---------- INPUT MATERIAL ----------

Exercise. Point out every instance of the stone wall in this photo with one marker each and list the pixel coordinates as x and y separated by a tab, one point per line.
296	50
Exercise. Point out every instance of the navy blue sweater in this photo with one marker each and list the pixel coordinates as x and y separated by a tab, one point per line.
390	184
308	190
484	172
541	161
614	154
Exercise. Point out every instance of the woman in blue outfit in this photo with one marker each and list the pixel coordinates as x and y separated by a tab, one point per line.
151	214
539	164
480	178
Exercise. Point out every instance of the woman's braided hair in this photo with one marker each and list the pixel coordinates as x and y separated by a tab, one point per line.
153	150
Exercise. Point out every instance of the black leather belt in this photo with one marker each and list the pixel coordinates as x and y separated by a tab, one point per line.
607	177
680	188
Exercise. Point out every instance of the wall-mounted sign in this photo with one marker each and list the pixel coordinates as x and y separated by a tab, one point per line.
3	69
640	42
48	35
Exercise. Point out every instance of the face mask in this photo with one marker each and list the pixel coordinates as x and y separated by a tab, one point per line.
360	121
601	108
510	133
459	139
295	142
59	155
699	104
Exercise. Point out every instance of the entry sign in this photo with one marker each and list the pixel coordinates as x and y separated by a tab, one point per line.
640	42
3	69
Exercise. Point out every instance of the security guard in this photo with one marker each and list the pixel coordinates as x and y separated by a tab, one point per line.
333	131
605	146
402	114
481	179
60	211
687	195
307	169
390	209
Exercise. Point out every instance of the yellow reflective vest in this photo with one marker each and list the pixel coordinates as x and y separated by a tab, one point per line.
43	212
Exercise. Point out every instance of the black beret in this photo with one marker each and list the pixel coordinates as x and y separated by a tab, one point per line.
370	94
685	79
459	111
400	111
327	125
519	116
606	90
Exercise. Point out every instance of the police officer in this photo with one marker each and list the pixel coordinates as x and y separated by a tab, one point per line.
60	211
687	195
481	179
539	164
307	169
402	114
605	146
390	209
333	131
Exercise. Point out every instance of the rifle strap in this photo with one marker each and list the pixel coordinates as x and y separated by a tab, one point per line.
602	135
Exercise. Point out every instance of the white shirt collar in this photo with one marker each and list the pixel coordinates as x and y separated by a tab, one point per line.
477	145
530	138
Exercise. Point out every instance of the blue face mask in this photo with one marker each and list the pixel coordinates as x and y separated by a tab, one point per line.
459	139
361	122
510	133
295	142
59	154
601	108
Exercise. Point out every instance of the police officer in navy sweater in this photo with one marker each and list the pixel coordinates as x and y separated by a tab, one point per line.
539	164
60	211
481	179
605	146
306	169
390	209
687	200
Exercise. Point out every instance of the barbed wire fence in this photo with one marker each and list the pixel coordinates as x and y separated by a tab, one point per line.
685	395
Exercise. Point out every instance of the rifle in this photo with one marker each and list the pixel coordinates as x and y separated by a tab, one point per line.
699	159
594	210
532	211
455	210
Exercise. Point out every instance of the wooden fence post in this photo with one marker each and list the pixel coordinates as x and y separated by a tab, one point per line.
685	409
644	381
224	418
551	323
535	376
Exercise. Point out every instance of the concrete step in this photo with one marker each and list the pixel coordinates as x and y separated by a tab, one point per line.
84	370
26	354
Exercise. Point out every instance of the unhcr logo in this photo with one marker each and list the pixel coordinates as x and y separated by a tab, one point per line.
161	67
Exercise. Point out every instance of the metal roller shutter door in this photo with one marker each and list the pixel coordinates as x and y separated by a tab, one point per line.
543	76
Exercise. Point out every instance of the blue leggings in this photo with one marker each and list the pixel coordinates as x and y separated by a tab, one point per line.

----------

WHAT THE EXERCISE ASKS: Copy out the full listing, exactly as it stands.

TASK SOLUTION:
Exercise. Point out every instance of the stone wall in this photo with one marker each and list the pixel coordinates as x and y separated by a tab, one point per line.
296	50
Exercise. Point out every instance of the navy blue sweater in this photo with one marker each and list the pixel coordinates as x and y separated by a tab, one point per line.
390	184
308	190
484	172
541	161
614	154
Exercise. Point out every instance of the woman in blue outfit in this photo with one marker each and list the pixel coordinates as x and y separated by a tab, one point per line.
151	214
539	164
480	178
Exercise. Point out every instance of the woman's braided hair in this photo with one marker each and list the pixel coordinates as x and y separated by a tab, one point per line.
153	150
Exercise. Point out every instance of the black leather belt in this photo with one marker each and list the pixel coordinates as x and y separated by a tab, one point per line.
607	177
680	188
Exercise. Point out every instance of the wall-mounted sign in this photo with one marker each and list the pixel coordinates as x and y separated by a tab, one point per line.
3	69
640	42
48	35
Exercise. Point out every instance of the face mask in this photo with one marker each and list the pixel coordinates as x and y separated by a tab, one point per line.
360	121
601	108
510	133
459	139
295	142
59	155
699	104
Exercise. Point out every instance of the entry sign in this photo with one marker each and list the pixel coordinates as x and y separated by a tab, one point per line.
640	42
3	69
Exercise. Point out every instance of the security guard in this photo with one marker each and list the pixel coordinates as x and y separated by a tab, one point per line.
333	131
605	146
402	114
481	179
60	211
687	195
307	169
390	209
Exercise. Point out every instance of the yellow reflective vest in this photo with one marker each and list the pixel coordinates as x and y separated by a tab, one point per line.
43	212
Exercise. Point out every instance of the black beret in this photo with one marker each and list the pixel coordinates as x and y separated by a tab, one point per line.
370	94
685	79
459	111
400	111
327	125
519	116
606	90
Exercise. Point out every instance of the police officer in this photo with one marker each and list the pixel coordinates as x and y separated by a tab, one point per line.
60	211
687	195
481	179
539	164
307	169
402	114
605	146
390	209
333	131
Exercise. Point out every instance of the rifle strap in this photo with one marker each and list the pixel coordinates as x and y separated by a tab, one point per line.
602	135
Exercise. Point out every instance of the white shirt collar in this photo with one marker each and list the pixel coordinates as x and y separated by a tab, one point per line.
477	145
530	138
Exercise. Point out every instance of the blue face mask in this photo with one marker each and list the pixel coordinates as x and y separated by a tab, one point per line.
459	139
361	122
510	133
295	142
59	154
601	108
Exercise. Point out every instance of the police officer in navy sweater in this photo with one marker each and list the pixel coordinates as x and y separated by a tab, one point per line.
539	164
60	211
481	179
605	146
306	169
390	209
687	200
Exercise. Point out every instance of the barbed wire fence in this photo with one marker each and list the pixel coordinates as x and y separated by a tab, one point per line.
685	395
Exercise. Point out every instance of the rifle in this photo with one marker each and list the pixel coordinates as x and y separated by a tab, one point per line.
699	159
594	210
532	211
455	210
Exercise. Point out every instance of the wooden fence post in this photo with one marker each and list the pixel coordinates as x and y separated by a tab, one point per line.
685	409
644	381
224	418
551	323
535	376
Exercise. Point out every instance of the concrete step in this photo with one marker each and list the pixel coordinates as x and y separated by a tab, one point per line.
84	370
26	354
Exercise. Point out every instance of the unhcr logo in this photo with one marker each and list the pixel coordinates as x and y separated by a tab, one point per line.
161	67
Exercise. Point out every instance of the metal roller shutter door in this photo with one marker each and list the pixel coordinates as x and y separated by a tab, one point per line.
543	76
Exercise. Point out every instance of the blue leggings in this photo with one marker each and list the pixel coordinates as x and y separated by a tab, one point per line.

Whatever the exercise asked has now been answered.